[Point labeling examples]
--- begin ---

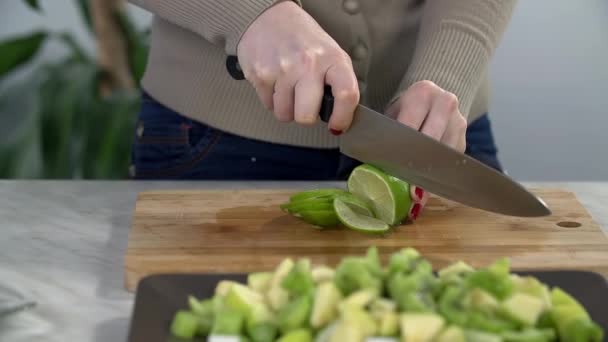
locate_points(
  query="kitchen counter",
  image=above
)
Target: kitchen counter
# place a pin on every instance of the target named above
(62, 246)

--- end ---

# [What to do]
Reproduce every entry above in full, request lines included, offsetting each coordinate in the answers by adding 48 to it. Leave the pictures out of your answer.

# [Written answer]
locate_points(
  query="kitchen counter",
  image=above
)
Target: kitchen counter
# place a pin on every instance of the target named above
(110, 294)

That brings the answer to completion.